* Set exercise:
Reproduce every line of the material below word for word, and leave the pictures out of your answer.
__________________________________________________
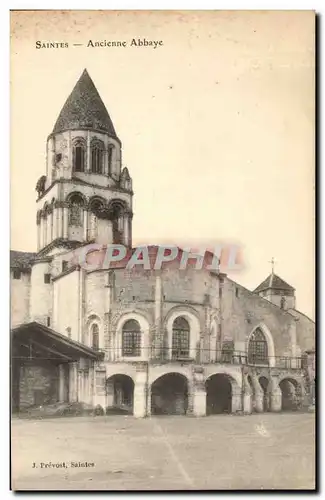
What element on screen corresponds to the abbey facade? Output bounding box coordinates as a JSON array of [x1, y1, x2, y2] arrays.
[[11, 71, 315, 417]]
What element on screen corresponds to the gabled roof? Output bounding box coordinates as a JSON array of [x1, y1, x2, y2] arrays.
[[10, 250, 37, 270], [11, 321, 103, 362], [254, 273, 295, 293], [53, 69, 117, 138]]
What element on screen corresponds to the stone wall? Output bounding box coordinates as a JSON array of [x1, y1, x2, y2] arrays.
[[19, 363, 59, 409], [10, 271, 31, 327]]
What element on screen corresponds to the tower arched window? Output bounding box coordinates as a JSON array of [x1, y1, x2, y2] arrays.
[[122, 319, 141, 357], [88, 199, 104, 239], [69, 195, 83, 226], [111, 203, 124, 243], [91, 141, 104, 174], [72, 140, 86, 172], [172, 316, 190, 359], [91, 323, 99, 350], [248, 328, 269, 365], [107, 144, 114, 175]]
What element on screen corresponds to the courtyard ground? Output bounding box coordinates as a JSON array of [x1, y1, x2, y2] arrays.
[[11, 413, 315, 490]]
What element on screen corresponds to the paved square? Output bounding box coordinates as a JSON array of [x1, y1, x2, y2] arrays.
[[12, 413, 315, 490]]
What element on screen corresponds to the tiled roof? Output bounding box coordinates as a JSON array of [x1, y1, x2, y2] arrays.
[[254, 273, 294, 293], [10, 250, 37, 269], [53, 69, 117, 138]]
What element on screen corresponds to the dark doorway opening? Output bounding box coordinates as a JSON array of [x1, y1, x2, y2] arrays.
[[151, 373, 188, 415], [205, 373, 232, 415], [106, 375, 134, 414], [279, 378, 299, 411], [259, 377, 269, 411]]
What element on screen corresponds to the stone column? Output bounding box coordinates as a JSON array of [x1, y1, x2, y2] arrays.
[[104, 271, 114, 360], [269, 377, 282, 412], [42, 215, 47, 247], [243, 375, 253, 413], [123, 214, 130, 247], [57, 206, 63, 238], [53, 208, 58, 240], [252, 373, 264, 413], [86, 130, 91, 172], [231, 387, 242, 413], [37, 219, 42, 251], [83, 209, 88, 241], [133, 363, 147, 418], [59, 365, 65, 401], [191, 366, 207, 417], [106, 380, 114, 407], [63, 207, 69, 239], [103, 149, 108, 175], [88, 364, 96, 405], [69, 362, 78, 403], [152, 271, 164, 359]]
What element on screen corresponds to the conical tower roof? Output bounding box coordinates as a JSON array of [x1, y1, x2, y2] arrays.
[[254, 273, 294, 293], [53, 69, 117, 139]]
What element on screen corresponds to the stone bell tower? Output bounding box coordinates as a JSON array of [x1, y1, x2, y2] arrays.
[[36, 70, 133, 254]]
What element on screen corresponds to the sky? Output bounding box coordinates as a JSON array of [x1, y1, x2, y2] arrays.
[[10, 11, 315, 318]]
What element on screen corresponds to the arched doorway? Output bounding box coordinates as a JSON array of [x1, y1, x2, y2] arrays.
[[106, 375, 134, 414], [258, 377, 269, 411], [279, 378, 300, 411], [151, 373, 188, 415], [248, 328, 269, 365], [247, 375, 256, 412], [205, 373, 232, 415]]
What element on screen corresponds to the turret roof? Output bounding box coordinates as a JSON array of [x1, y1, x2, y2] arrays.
[[53, 69, 117, 138]]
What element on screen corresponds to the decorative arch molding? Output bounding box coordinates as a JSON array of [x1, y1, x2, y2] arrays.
[[108, 198, 129, 212], [72, 137, 87, 172], [106, 365, 136, 384], [246, 322, 275, 367], [88, 195, 107, 211], [112, 307, 153, 329], [149, 367, 192, 389], [164, 306, 201, 359], [204, 368, 242, 394], [71, 135, 87, 148], [113, 311, 150, 361], [278, 373, 305, 394], [164, 304, 200, 325], [65, 191, 88, 208]]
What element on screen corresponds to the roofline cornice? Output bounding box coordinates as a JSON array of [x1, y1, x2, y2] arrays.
[[46, 127, 122, 147]]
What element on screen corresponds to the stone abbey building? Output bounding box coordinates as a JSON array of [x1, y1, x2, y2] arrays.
[[11, 70, 315, 417]]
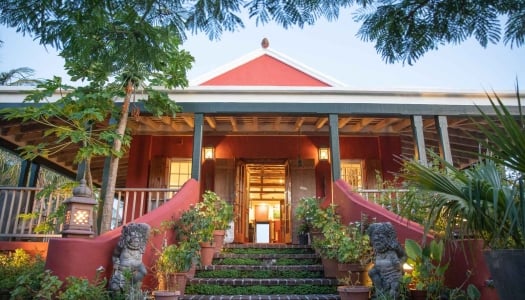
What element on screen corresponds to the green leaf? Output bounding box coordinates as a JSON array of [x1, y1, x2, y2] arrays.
[[405, 239, 423, 261]]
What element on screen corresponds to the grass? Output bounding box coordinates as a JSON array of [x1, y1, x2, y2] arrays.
[[223, 248, 313, 254], [198, 270, 323, 279], [185, 284, 337, 295]]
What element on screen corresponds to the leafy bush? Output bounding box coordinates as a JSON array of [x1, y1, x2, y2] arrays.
[[0, 249, 44, 291]]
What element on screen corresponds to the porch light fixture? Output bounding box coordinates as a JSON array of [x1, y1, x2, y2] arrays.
[[62, 179, 97, 238], [319, 147, 330, 161], [203, 146, 215, 160]]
__________________________________________________
* Result:
What element on screen corresponds to the abbey facade? Output bounding box coordinates as a JSON array of [x1, y1, x2, y2] arrays.
[[11, 71, 315, 417]]
What element on screen corresponds to the gabled roof? Output bounding box coordinates as a JSON array of [x1, y1, x2, y2] arrays.
[[10, 250, 37, 270], [11, 321, 103, 362], [254, 273, 295, 293], [53, 69, 117, 138]]
What element on screen corresponds to the stone wall? Output bounding box coordinates as a JSON array of [x1, y1, x2, y2] arrays.
[[19, 363, 59, 409], [10, 271, 31, 327]]
What element on screen corresponds to the tower arched window? Output bounding box coordinates as a JSON array of [x1, y1, x2, y2] arrays.
[[122, 319, 141, 357], [88, 199, 104, 239], [69, 195, 83, 226], [111, 203, 124, 243], [91, 141, 104, 174], [72, 140, 86, 172], [172, 316, 190, 359], [91, 323, 99, 350], [248, 328, 269, 365], [107, 144, 114, 175]]
What element on screen corresponds to the courtyard ground? Output bounding box coordinates as a JSON array of [x1, y1, x2, y2] arrays.
[[11, 413, 315, 490]]
What element on screen corresponds to the paved square? Output bounding box coordinates as a JSON array of [x1, y1, x2, y2] arrays.
[[12, 413, 315, 490]]
What element on screen corresponds to the tiled roof? Output bounding box coordinates as a JSON array of [x1, y1, x2, y2] arrays.
[[254, 273, 294, 293], [10, 250, 37, 269], [53, 69, 117, 138]]
What element on screen corresponds to the dark doorway opening? Output bounding box coordinates as a JSON array of [x1, y1, x2, y2] arrays.
[[151, 373, 188, 415], [205, 373, 232, 415], [106, 375, 134, 414], [279, 378, 299, 411], [259, 377, 269, 411]]
What element on screen corresponds to the stone column? Output bounding box coordinates as a JSON array of [x1, y1, x2, y2] arrays.
[[104, 271, 114, 360], [269, 377, 282, 412], [42, 215, 47, 247], [243, 375, 253, 413], [123, 214, 130, 247], [57, 206, 63, 238], [53, 208, 58, 240], [252, 373, 264, 413], [86, 130, 91, 172], [231, 387, 242, 413], [37, 219, 42, 251], [83, 209, 88, 241], [133, 363, 147, 418], [59, 365, 65, 401], [191, 366, 207, 417], [106, 380, 114, 407], [63, 207, 69, 239], [103, 149, 108, 175], [88, 364, 96, 405], [69, 362, 78, 403], [152, 271, 164, 359]]
What element on screen corresponds to the conical tower roof? Output bounding box coordinates as a JSON array of [x1, y1, x2, y2] arrays.
[[254, 273, 294, 293], [53, 69, 117, 139]]
What element on screen corresponds to the stone bell tower? Output bounding box coordinates as a JSON array of [x1, y1, x2, y2] arrays.
[[36, 70, 133, 254]]
What element on screen corresponds to the sky? Output bounding box coordinates as a JSON array of [x1, y1, x2, y2] arrays.
[[10, 11, 315, 318]]
What element on screen corresponds to the arched doorway? Output bounding box coordinates as a JSON array of [x1, y1, x2, y2] arrays.
[[106, 375, 134, 414], [258, 377, 269, 411], [279, 378, 300, 411], [151, 373, 188, 415], [248, 328, 269, 365], [247, 375, 256, 412], [205, 373, 232, 415]]
What element on screen corresponds to the turret roof? Output bounding box coordinates as a JSON array of [x1, y1, x2, y2] arrays.
[[53, 69, 117, 138]]
What element on screen corresponds to the decorative arch molding? Output bounding box coordinates as a JSON array of [x1, y1, x2, y2] arrays.
[[108, 198, 129, 212], [72, 137, 87, 172], [106, 365, 136, 384], [246, 322, 275, 367], [88, 195, 107, 211], [112, 307, 153, 329], [149, 367, 192, 389], [164, 306, 201, 359], [204, 368, 242, 394], [71, 135, 87, 148], [113, 311, 150, 361], [278, 373, 305, 394], [164, 304, 200, 325], [65, 191, 88, 208]]
What element on screen corresponds to the roofline cornice? Output bounding box coordinates as a JSON array of [x1, y1, x2, y2] arrays.
[[46, 127, 122, 147]]
What element on screen corresponds to the stone abbey building? Output bounding box coordinates as a JSON array of [x1, y1, x2, y2] arrays.
[[11, 70, 315, 417]]
What element on screen corresponds to the green leaf? Output bounding box coordinates as a JSON array of [x1, y1, x2, y2] arrays.
[[405, 239, 423, 261]]
What element on screen corresponds to the grass? Output bounding box coordinates as a JSON array of [x1, y1, x2, y2] arrays.
[[223, 248, 313, 254], [198, 270, 323, 279], [185, 284, 337, 295]]
What element on screen corresponds to the leafy bush? Output bounding box coordinates as a JSON array of [x1, y1, x2, y2] arrays.
[[0, 249, 44, 291]]
What element on screen corresponds to the porch light fixture? Output bounding box coordinates as a JSON array of [x1, y1, x2, y2] arrays.
[[62, 179, 97, 238], [319, 147, 330, 161], [203, 146, 215, 160]]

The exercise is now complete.